**SET TASK**.
Reproduce all entries word for word.

===== SUPPLIED DATA

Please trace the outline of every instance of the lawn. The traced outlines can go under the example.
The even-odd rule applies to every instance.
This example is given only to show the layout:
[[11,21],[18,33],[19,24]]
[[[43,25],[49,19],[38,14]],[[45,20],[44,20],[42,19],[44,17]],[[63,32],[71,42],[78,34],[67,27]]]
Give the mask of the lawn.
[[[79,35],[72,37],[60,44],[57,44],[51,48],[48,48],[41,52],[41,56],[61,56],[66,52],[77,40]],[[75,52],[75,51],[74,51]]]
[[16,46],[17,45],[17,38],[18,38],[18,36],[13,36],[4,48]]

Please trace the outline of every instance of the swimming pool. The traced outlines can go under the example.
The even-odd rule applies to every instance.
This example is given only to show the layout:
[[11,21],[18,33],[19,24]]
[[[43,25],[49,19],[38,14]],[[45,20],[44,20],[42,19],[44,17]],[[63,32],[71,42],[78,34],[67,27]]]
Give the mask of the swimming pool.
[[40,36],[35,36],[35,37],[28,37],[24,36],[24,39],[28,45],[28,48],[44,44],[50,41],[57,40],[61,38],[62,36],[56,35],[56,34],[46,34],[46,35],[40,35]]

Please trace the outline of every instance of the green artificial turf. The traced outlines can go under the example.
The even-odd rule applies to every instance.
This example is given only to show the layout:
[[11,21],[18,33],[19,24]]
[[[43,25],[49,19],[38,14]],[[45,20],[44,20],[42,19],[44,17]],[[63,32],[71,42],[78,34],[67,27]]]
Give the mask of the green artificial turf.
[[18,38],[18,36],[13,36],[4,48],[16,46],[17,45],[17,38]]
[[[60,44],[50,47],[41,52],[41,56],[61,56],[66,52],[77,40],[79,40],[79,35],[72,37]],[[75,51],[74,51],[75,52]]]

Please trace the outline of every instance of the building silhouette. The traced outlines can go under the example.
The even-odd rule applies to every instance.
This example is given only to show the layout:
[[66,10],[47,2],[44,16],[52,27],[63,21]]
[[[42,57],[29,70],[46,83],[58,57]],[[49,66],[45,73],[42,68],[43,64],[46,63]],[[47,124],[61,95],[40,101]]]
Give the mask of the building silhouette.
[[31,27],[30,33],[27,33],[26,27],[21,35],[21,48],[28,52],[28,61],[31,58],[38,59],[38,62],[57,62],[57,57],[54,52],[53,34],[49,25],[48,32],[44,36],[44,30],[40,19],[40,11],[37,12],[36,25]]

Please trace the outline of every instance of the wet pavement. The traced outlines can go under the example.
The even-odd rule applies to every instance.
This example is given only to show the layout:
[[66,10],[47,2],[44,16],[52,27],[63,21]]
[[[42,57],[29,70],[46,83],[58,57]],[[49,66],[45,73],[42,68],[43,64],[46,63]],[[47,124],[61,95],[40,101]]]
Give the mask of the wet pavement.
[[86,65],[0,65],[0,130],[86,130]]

==========

**RIGHT ANSWER**.
Please trace the outline of every instance of the lawn. The traced outlines can go under the example.
The even-odd rule applies to every instance.
This example is given only to show the layout:
[[11,21],[18,33],[19,24]]
[[[43,25],[49,19],[38,14]],[[45,20],[44,20],[42,19],[44,17]],[[63,32],[71,42],[78,34],[67,27]]]
Give the mask of the lawn.
[[[79,35],[72,37],[60,44],[57,44],[51,48],[48,48],[41,52],[41,56],[61,56],[66,52],[77,40]],[[75,52],[75,51],[74,51]]]
[[16,46],[17,45],[17,38],[18,38],[18,36],[13,36],[4,48]]

Please trace the outline of every instance of the swimming pool. The traced outlines can go under the example.
The even-odd rule applies to every instance.
This example is given only to show the layout:
[[11,21],[18,33],[19,24]]
[[[43,25],[49,19],[38,14]],[[45,20],[44,20],[42,19],[44,17]],[[63,32],[71,42],[78,34],[67,27]]]
Give the mask of the swimming pool.
[[40,36],[35,36],[35,37],[28,37],[24,36],[24,39],[28,45],[28,48],[44,44],[50,41],[57,40],[61,38],[62,36],[56,35],[56,34],[46,34],[46,35],[40,35]]

Please trace the outline of every instance of the green artificial turf. The traced outlines can go under the example.
The even-odd rule applies to every instance.
This example is given only to show the layout:
[[11,21],[18,33],[19,24]]
[[[43,25],[49,19],[38,14]],[[45,20],[44,20],[42,19],[44,17]],[[63,32],[71,42],[78,34],[67,27]]]
Give the mask of the green artificial turf.
[[18,38],[18,36],[13,36],[4,48],[16,46],[17,45],[17,38]]
[[[60,44],[50,47],[41,52],[41,56],[61,56],[66,52],[77,40],[79,40],[79,35],[72,37]],[[75,51],[74,51],[75,52]]]

Please trace the outline of every instance of the building silhouette. The traced outlines can go under the example.
The even-odd rule applies to every instance.
This example is given only to show the layout:
[[66,10],[47,2],[44,16],[52,27],[63,21]]
[[[42,57],[29,70],[46,83],[58,57]],[[49,66],[45,73],[42,68],[43,64],[46,63]],[[47,124],[61,95],[40,101]]]
Give the mask of the building silhouette.
[[31,27],[30,33],[27,33],[26,27],[21,35],[21,48],[28,52],[28,61],[31,58],[38,59],[38,62],[57,62],[57,57],[54,52],[53,34],[49,25],[48,32],[44,36],[44,30],[40,19],[40,11],[37,12],[36,25]]

Please trace the outline of every instance of the wet pavement. The traced outlines can go under the example.
The even-odd rule applies to every instance.
This example is given only to show the layout:
[[66,10],[47,2],[44,16],[52,27],[63,21]]
[[[42,57],[29,70],[46,83],[58,57]],[[49,66],[45,73],[42,68],[43,64],[46,63]],[[47,124],[61,95],[40,101]]]
Give the mask of the wet pavement.
[[86,65],[0,65],[0,130],[86,130]]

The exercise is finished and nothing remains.